Problem: Could you update the records starting at the line containing "Target = school uniform" and ending at the line containing "x=237 y=241", changing "metal drum" to "steel drum" and leaving everything else as it is? Return only those lines.

►

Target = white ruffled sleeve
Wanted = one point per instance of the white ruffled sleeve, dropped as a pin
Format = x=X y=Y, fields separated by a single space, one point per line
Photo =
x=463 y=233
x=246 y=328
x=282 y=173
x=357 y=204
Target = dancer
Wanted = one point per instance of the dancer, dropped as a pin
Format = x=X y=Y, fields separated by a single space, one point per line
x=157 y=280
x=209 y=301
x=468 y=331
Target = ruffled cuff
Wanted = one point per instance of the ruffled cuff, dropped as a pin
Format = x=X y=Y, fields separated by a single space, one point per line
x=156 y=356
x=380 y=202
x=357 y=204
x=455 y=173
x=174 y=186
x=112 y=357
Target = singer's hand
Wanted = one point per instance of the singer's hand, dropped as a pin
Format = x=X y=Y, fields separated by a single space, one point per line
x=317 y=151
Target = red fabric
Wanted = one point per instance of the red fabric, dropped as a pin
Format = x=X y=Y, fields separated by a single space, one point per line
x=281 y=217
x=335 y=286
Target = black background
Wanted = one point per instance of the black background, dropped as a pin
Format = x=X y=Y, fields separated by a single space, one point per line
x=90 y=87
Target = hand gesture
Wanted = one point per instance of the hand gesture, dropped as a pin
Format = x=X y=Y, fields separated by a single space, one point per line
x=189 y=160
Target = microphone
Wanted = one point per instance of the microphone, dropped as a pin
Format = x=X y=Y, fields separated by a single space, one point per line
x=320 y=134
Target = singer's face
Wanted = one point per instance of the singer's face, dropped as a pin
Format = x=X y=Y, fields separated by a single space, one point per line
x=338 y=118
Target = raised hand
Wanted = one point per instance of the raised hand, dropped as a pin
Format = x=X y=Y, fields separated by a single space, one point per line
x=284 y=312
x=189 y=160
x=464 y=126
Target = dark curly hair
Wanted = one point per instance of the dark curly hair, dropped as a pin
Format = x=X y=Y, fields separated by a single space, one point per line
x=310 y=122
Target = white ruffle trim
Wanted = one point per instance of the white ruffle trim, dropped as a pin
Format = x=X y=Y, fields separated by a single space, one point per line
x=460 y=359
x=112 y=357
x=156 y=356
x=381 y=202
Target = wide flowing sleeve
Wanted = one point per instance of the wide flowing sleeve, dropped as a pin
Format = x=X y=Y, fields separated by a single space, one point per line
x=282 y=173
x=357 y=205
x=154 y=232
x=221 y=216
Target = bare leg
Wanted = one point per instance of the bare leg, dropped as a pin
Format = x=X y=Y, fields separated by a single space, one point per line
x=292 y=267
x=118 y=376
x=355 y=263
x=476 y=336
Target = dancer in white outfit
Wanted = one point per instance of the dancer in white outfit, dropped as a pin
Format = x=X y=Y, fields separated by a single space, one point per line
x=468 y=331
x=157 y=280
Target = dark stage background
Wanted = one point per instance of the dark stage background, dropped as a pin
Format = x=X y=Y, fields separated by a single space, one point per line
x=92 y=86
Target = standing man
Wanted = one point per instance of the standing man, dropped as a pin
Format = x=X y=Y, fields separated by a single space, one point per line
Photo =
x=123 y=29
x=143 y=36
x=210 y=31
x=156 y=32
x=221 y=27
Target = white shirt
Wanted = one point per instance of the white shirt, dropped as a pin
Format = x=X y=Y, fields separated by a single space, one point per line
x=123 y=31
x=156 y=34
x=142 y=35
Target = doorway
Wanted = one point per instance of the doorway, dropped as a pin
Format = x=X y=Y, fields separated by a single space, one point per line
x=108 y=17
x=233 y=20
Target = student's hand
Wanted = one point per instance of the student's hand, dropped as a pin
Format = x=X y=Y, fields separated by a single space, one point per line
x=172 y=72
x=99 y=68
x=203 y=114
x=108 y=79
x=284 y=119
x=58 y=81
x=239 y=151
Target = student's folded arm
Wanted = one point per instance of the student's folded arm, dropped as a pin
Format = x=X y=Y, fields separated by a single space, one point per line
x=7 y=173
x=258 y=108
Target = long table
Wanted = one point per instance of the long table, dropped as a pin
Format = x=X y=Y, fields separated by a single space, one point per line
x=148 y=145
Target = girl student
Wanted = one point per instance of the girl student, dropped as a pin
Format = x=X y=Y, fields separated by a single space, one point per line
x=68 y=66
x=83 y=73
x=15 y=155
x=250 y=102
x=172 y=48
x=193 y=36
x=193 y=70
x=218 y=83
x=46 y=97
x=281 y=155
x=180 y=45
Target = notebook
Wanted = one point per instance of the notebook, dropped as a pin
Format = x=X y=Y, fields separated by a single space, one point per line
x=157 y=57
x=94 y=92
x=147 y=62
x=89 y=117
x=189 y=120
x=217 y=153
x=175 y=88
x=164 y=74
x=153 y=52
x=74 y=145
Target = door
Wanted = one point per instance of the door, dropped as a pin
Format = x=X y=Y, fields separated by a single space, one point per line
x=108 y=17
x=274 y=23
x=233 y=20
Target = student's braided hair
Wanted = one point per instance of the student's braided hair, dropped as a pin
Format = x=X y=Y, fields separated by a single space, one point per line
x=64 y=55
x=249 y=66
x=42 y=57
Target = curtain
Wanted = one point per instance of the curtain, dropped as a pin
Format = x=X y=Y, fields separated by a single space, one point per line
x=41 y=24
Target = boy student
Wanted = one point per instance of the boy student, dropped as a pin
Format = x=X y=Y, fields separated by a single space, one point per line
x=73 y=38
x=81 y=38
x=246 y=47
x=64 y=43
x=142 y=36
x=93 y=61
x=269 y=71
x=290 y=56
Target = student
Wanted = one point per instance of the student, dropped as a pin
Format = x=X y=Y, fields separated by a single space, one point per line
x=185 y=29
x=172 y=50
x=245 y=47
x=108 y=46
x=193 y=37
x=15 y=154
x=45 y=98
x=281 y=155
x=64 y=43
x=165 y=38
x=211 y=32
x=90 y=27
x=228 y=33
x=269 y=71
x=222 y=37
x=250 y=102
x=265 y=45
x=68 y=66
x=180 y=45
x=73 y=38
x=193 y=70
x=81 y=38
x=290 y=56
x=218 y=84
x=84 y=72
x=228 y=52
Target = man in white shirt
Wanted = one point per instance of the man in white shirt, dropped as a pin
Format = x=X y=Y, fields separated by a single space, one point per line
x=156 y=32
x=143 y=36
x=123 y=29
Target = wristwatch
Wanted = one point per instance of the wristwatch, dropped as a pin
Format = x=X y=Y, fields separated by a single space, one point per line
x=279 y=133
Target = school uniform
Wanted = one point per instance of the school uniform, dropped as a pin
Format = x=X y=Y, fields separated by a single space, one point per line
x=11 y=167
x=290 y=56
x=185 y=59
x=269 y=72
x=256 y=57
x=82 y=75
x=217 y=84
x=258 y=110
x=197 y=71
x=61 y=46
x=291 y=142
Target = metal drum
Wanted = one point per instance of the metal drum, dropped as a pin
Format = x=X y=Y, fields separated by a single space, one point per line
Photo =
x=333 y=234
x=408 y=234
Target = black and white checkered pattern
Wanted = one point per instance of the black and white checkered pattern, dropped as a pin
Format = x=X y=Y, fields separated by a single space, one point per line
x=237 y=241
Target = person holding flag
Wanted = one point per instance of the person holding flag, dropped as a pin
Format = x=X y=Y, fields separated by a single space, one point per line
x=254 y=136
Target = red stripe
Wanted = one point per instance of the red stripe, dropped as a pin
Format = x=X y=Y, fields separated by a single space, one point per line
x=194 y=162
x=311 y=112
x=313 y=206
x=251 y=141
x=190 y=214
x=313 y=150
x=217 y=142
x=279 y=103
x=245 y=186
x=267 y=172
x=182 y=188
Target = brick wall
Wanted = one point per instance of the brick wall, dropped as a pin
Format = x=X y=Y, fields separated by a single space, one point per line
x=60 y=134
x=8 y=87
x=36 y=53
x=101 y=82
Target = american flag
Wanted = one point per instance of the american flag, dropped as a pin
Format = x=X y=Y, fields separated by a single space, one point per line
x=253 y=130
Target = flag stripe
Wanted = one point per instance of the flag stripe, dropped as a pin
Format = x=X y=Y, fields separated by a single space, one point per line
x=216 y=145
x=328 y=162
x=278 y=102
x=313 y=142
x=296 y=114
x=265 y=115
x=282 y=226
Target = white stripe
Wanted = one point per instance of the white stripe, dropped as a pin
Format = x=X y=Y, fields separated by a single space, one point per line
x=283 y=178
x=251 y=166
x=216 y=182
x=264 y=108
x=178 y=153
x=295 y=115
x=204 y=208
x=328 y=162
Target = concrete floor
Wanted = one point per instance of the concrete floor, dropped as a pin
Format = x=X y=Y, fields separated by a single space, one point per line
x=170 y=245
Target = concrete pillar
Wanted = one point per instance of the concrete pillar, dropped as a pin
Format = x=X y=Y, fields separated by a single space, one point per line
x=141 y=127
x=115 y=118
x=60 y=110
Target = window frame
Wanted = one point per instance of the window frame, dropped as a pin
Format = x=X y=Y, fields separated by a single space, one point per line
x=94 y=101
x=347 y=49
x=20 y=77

◄

Task answer:
Target = school uniform
Wanted = one point per instance of the school uniform, dropped as a pin
Format = x=X y=Y, fields separated by a single space, one point per line
x=11 y=167
x=290 y=56
x=185 y=59
x=269 y=72
x=256 y=57
x=82 y=75
x=217 y=84
x=258 y=110
x=197 y=71
x=61 y=46
x=291 y=142
Target = steel drum
Wanted = one point per instance of the steel drum, dropped as a pin
Format = x=X y=Y, fields separated by a single space, one point per line
Photo =
x=333 y=234
x=408 y=234
Target = black and white checkered pattern
Wanted = one point per instance of the black and white checkered pattern, dropped as a pin
Format = x=X y=Y, fields separated by a single space, one point per line
x=237 y=241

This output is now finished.